:: Provided text ::

Objectives: This workshop will explore several of these issues and present an overview of focus groups for those unfamiliar with this approach. Specific objectives are to enable participants to understand: 1) the value and use of focus groups to improve customer satisfaction, 2) key concepts of focus group methodology as a qualitative research tool, 3) strategies and techniques for conducting effective focus groups, and 5) how to analyze and use focus group data.

Target: Researchers interested in using focus groups to evaluate customer satisfaction as well as, managers and clinicians who need to use the data from focus groups to improve services. Participants with little to no experience with focus groups will obtain overview-level knowledge.

Activities: The two presenters will share their experiences in conducting focus groups with a variety of 'customer' groups to highlight the workshop content; a 'lessons learned' format. Key concepts and techniques will be demonstrated and discussed.

144. Evaluating Health Care Organizational Change: Benefits and Limitations of Hierarchical and Structural Equation Modeling

Martin Lee, PhD. Center for the Study of Healthcare Provider Behavior, Sepulveda, CA.

Abstract: To review the strengths and limitations of statistical approaches for controlling the effects of hierarchical relationships embedded in models evaluating health care organizational change, including hierarchical (nested) analysis of variance, multiple regression, non and semi-parametric corrections such as those suggested by Huber, and other multivariate adjustment techniques, including structural equation modeling. Activities: A multidisciplinary panel of methodologists (statistician, epidemiologist, organizational theorist, and clinician-health services researcher) will present the basic tenets of evaluating health care organizational change through statistical models, followed by presentation of the approaches and basic issues faced by users of each approach. Organizational case studies will be used to characterize particular strengths and limitations based on previous and current studies evaluating the effects of VA integrations and the economic and clinical performance of alternative VA primary care delivery systems.

:::
:: Provided records ::

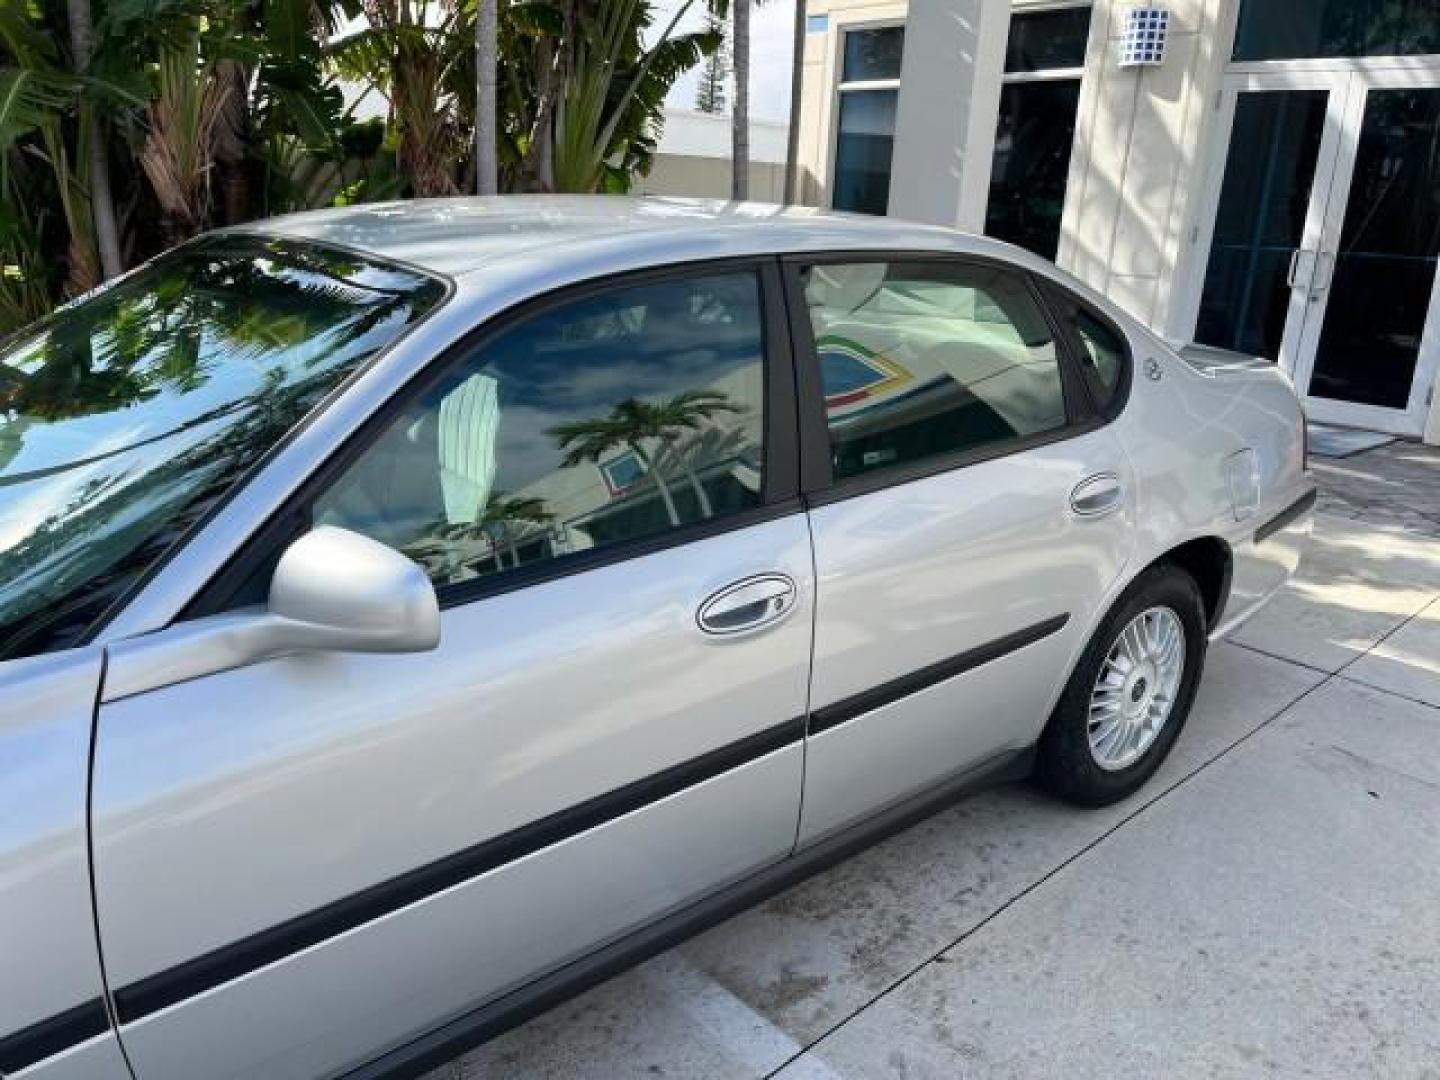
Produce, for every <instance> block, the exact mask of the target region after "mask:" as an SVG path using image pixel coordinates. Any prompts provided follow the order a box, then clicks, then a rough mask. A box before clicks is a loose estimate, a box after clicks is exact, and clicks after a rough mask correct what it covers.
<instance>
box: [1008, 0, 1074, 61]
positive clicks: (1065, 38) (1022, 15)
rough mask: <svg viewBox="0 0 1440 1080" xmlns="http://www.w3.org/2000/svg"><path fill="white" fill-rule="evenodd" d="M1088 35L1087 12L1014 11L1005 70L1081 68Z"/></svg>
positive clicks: (1067, 11) (1062, 11) (1011, 25)
mask: <svg viewBox="0 0 1440 1080" xmlns="http://www.w3.org/2000/svg"><path fill="white" fill-rule="evenodd" d="M1089 36H1090V9H1089V7H1070V9H1063V10H1058V12H1031V13H1028V14H1027V13H1022V12H1017V13H1015V14H1012V16H1011V17H1009V37H1008V39H1007V42H1005V71H1007V72H1021V71H1047V69H1050V68H1080V66H1083V65H1084V46H1086V40H1087V39H1089Z"/></svg>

:::

Assigned task:
In the workshop description, what format will the two presenters use to share their experiences conducting focus groups?

Exercise answer:
A "lessons learned" format.